**Tasks:**
#1 According to the post on Martha Gellhorn, in what year was The Trouble I've Seen published?
#2 In the post on Martha Gellhorn, change "the D-Day landings" to "the Normandy landings" and write out the passage starting at "Thursday, April 3, 2014" and ending at "she never forgot.".

**Text for analysis:**
-*-
POETRY, MUSIC, ART

POETRY, MUSIC, ART
SILENCE HAS A NAME - Poetry Chapbook and CD, with Music by Mark Hanley

Thursday, April 3, 2014

MARTHA GELLHORN, ON HER OWN

Martha Gellhorn might have been the best journalist of World War II, her reporting exceeding in excellence even that of her husband Ernest Hemingway. That's an arguable point, although the fact she was heroic is not. She beat Hemingway to cover the D-Day landings and was there when the infamous concentration camp, Dachau, was liberated, an experience she never forgot.

The Trouble I've Seen, based on Gellhorn's reports on the Great Depression, was published in 1936, only a few months before she met Hemingway, but it was her coverage of World War II in Spain and other parts of Europe that secured her place as a great journalist. She was unflappable covering the horrors of war on the front, and also brought attention to the ravages of war in its aftermath.

In a report from Rome on how children pay for war, published August 1949 in the Saturday Evening Post, and collected in A View From the Ground, Gellhorn wrote:


…”A nun led up a small brown-haired boy with beautiful but frightened eyes. He would look at no one and kept turning away his head, and you could see the cords standing out in his neck. He was mumbling or whispering something. Then I realized that this child was telling how the Germans came to arrest his father, a Partisan, but his father was not home and the Germans were angry, so they took his mother and his aunts and his grandmother into the streets and shot them. He was with his mother, but she fell on top of him and he was hidden by her skirt and the Germans thought he was dead, so they went away.”

She was influenced by Hemingway's writing style, but her independence, intelligence and compassion were her own and became distinguishing trademarks of her career. Born in 1908 to cultured, socially prominent parents--her father was a doctor and her mother, a graduate of Bryn Mawr--Gellhorn grew up in a progressive household, encouraged to acquire an education and uphold her views. But the independent-mindedness that became a hallmark of her career was a liability in her marriage to Hemingway, who abused her ruthlessly.


One of the fullest accounts in print of the horrors of her life with Hemingway, was in a letter to David Gurewitsch, one of her lovers, written in 1950, six years after Gellhorn had left Hemingway and right after he had included an unflattering caricature of her in his mediocre novel, Across the River and Into the Trees. Gellhorn wrote, “... I beg you to understand this. Ernest had a theory that brutality was all women understood; if they seemed recalcitrant (like me) they only needed to be beaten more… I had honestly thought that Ernest would drive me mad with cruelty.”


She continued her life as a journalist after leaving Hemingway, covering Vietnam, the Six-Day War in the Middle East and Nicaragua and was known as much for the quality of her reporting as her fearlessness. At the age of 79, while walking near her house in Nyali, outside Mombasa, she was assaulted and raped. According to Lesley McDowell in Between the Sheets, Literary Liaisons of Nine 20th Century Women Writers, Gellhorn “simply dusted herself down, walked back to her house, treated her cuts and bruises, then drove herself to a nearby doctor.”

Determined to control her path, even at its end, she took her own life. After being diagnosed with terminal cancer, she took care of her business, cleaned her flat in London and took a pill she had been saving for just such an occasion, and, after downing some whiskey quietly passed away. Gellhorn had never been afraid of death.
-*-
[Stored data]
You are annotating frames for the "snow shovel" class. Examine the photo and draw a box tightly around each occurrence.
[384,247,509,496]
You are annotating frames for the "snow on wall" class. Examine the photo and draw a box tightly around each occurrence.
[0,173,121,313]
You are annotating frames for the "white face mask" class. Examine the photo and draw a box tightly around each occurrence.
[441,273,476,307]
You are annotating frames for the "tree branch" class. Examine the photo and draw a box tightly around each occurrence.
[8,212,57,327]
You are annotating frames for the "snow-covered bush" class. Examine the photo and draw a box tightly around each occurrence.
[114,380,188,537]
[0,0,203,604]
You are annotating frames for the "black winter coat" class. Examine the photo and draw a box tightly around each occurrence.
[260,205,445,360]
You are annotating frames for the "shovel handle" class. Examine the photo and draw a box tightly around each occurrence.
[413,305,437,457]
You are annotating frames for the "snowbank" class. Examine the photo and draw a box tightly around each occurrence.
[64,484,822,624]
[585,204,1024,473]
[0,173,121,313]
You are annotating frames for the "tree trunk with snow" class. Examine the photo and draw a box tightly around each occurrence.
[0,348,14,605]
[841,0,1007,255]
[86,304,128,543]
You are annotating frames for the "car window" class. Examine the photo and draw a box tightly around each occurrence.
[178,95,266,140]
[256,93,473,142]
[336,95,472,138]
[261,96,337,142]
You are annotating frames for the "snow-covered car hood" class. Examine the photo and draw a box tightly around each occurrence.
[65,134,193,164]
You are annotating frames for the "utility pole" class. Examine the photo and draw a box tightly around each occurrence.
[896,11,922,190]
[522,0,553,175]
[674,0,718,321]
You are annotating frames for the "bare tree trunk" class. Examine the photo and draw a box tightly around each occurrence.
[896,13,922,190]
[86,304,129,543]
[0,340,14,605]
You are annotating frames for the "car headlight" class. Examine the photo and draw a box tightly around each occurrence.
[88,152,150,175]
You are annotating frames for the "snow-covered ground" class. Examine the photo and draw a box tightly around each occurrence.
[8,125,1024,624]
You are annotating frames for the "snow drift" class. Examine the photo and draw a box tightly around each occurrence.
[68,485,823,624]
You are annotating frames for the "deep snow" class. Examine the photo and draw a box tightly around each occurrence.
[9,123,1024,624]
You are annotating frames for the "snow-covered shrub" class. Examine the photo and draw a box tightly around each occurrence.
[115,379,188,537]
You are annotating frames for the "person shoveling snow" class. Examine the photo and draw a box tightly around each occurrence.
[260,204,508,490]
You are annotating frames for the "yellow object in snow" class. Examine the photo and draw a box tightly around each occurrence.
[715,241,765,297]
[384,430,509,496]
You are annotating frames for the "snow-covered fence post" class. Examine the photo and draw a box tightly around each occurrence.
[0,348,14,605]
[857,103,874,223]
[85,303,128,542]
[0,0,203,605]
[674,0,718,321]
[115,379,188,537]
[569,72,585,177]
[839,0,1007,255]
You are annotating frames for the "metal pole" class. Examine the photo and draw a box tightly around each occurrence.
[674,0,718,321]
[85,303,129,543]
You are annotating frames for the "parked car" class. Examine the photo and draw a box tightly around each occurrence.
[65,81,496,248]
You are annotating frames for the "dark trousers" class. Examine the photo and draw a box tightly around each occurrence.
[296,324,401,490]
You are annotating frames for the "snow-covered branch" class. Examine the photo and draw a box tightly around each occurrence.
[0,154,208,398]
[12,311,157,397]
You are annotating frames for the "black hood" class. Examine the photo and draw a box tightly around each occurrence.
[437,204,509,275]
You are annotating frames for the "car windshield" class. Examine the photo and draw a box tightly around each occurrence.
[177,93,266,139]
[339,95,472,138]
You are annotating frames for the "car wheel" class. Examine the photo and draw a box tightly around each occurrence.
-*-
**Results for each task:**
#1 1936

#2
Thursday, April 3, 2014

MARTHA GELLHORN, ON HER OWN

Martha Gellhorn might have been the best journalist of World War II, her reporting exceeding in excellence even that of her husband Ernest Hemingway. That's an arguable point, although the fact she was heroic is not. She beat Hemingway to cover the Normandy landings and was there when the infamous concentration camp, Dachau, was liberated, an experience she never forgot.